■ MATERIAL SHOWN
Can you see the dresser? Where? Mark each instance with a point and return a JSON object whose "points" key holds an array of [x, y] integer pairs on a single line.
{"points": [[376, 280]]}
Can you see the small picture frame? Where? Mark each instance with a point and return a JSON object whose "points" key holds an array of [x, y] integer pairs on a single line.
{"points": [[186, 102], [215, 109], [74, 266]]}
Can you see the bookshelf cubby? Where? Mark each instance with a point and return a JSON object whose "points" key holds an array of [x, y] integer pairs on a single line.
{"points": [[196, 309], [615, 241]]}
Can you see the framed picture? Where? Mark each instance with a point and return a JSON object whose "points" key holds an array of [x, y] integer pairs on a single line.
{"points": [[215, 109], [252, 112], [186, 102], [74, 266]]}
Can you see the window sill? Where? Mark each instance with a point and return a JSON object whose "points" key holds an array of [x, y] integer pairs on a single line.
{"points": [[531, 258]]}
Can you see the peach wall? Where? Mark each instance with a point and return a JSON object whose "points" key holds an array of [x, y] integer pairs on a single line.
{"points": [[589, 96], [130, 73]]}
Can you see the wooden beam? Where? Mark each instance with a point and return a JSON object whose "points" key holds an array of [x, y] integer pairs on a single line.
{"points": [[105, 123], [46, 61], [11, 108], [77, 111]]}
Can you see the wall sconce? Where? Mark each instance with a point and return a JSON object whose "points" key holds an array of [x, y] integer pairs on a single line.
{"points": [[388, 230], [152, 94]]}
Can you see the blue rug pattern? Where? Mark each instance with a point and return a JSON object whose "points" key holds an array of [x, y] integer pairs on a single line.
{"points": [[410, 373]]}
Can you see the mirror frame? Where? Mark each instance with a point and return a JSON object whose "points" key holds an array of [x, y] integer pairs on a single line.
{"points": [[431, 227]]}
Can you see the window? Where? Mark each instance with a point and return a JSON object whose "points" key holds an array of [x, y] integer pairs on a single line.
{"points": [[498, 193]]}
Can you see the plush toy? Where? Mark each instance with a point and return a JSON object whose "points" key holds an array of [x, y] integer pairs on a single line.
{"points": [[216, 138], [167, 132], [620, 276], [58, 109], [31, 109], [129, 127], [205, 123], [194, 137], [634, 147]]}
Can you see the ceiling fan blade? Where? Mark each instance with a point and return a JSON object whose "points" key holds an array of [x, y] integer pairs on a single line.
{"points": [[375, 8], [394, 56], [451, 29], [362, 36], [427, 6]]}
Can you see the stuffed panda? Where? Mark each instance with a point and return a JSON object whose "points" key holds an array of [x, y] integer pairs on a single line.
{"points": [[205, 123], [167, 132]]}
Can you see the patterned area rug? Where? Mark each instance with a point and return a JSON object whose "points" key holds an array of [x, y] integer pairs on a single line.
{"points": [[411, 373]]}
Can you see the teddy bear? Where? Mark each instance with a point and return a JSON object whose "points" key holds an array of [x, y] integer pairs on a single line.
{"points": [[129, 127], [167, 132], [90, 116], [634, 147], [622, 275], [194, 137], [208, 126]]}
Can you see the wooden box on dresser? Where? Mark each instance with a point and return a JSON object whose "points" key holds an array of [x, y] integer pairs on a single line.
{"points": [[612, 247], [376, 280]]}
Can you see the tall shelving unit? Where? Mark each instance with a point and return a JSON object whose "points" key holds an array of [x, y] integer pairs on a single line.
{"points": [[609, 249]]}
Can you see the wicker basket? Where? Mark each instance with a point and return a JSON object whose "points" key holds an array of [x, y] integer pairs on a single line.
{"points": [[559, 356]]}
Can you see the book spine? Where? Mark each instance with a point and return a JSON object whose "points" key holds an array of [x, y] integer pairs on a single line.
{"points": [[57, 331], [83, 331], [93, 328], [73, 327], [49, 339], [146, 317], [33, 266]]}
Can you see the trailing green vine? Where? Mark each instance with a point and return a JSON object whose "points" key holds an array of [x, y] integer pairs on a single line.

■ REQUIRED TASK
Write the data from above out again, exactly.

■ WRITTEN SOLUTION
Can you see the dresser? Where? Mark each instance with a point and return a JSON object whose "points" key holds an array of [x, y] integer pairs on a single line.
{"points": [[376, 280]]}
Can you see the small picture frame? Where? Mark each instance with a point and return a JSON object whose "points" key holds an array of [x, y] integer pairs on a single line.
{"points": [[186, 102], [215, 109], [74, 266]]}
Can you see the bookshelf cubby? Where? Mark each instance with a point and return a JSON object whose "points" key holds an array of [x, y] integer pairs on a single line.
{"points": [[196, 309], [615, 241]]}
Can you see the framed picture? Where? Mark each instance with a point and return a JSON object whose "points" key holds an array of [x, y] integer pairs on a single line.
{"points": [[215, 109], [252, 112], [186, 102], [74, 266]]}
Can you see the window sill? Where? Mark each instance with a point and return a JSON object whose "points" key holds an array of [x, y] integer pairs on a single line.
{"points": [[531, 258]]}
Can you see the peach wall? Where? Mark each instance with a point and return a JSON object whose "points" key holds an array of [x, y] integer pairs on a single line.
{"points": [[589, 96], [130, 73]]}
Can you see the wooden beam? Where? Mark each instance with a point and return a JSON object whose "points" key holds an array of [x, y] integer pairs on a single line.
{"points": [[105, 123], [46, 61], [11, 108], [77, 111]]}
Can you see the wall sconce? Where? Mark each instance with a point and return a JSON object whose "points" key holds an array of [x, y] integer pairs on a single line.
{"points": [[388, 230], [152, 94]]}
Can you see the blue rug pattern? Where? Mark each instance with a point and return a JSON object whose "points" key holds an array of [x, y] integer pairs on a single line.
{"points": [[410, 373]]}
Can you see the mirror frame? Where? Mark each instance with a point and return a JSON object whose "points" key holds an array of [x, y] integer pairs on a single line.
{"points": [[431, 227]]}
Can you see the window? Where? Mark each instance with a point and return a JSON object whose "points" key holds an array of [x, y] integer pairs on a single line.
{"points": [[498, 193]]}
Can you see the plush toy? Where? Mark each instance with a point and return a JSON object whose "points" key holds an array of [x, y] integer pairs on a single line.
{"points": [[216, 138], [167, 132], [620, 276], [58, 109], [31, 109], [129, 127], [205, 123], [194, 137], [634, 147]]}
Can you see the ceiling fan blade? Where? Mark each instance with a point and return a JSON object whose "points" key holds an array of [x, y] integer pairs on a single line.
{"points": [[375, 8], [394, 56], [451, 29], [362, 36], [427, 6]]}
Can you see the stuffed panda? Where? Mark each instance with a point and return a JSON object whose "points" key holds an array of [x, y] integer pairs on a single line.
{"points": [[205, 123], [167, 132]]}
Can you see the patterned area rug? Where? Mark each instance with a point and return a JSON object whose "points" key holds an array of [x, y] integer pairs on a single line.
{"points": [[411, 373]]}
Can you see the teddy bear? Where? Mark each instance with a point and return a JSON object whose "points" key holds an array of [x, y] integer pairs on a single line.
{"points": [[129, 127], [167, 132], [90, 116], [634, 147], [622, 275], [194, 137], [208, 126]]}
Can you see the wooden box on dresser? Where? Mark each instance with a point and return a JSON object whose "points" key holds an array of [x, y] integer pairs on a single line.
{"points": [[612, 247], [376, 280]]}
Can you see the tall shelving unit? Where? Mark each instance with a point and return a JSON object whose "points" key holds an array of [x, y] integer pairs on a single line.
{"points": [[609, 249]]}
Can you see the wicker basket? Where? Mark each instance with a point and return a JSON object whose "points" key holds an array of [x, y] integer pairs on a single line.
{"points": [[559, 356]]}
Can you see the book spine? Where? Mark each instance with a point and return a JSON object whose "points" key holds an array of [x, y] integer pairs on a single line.
{"points": [[57, 331], [83, 331], [93, 328], [73, 327], [49, 339], [146, 317], [33, 266]]}
Can you see the trailing green vine? Where? Mark each instance with a point and return a JSON object whose "points" key holds an array of [x, y] integer pairs on a single line.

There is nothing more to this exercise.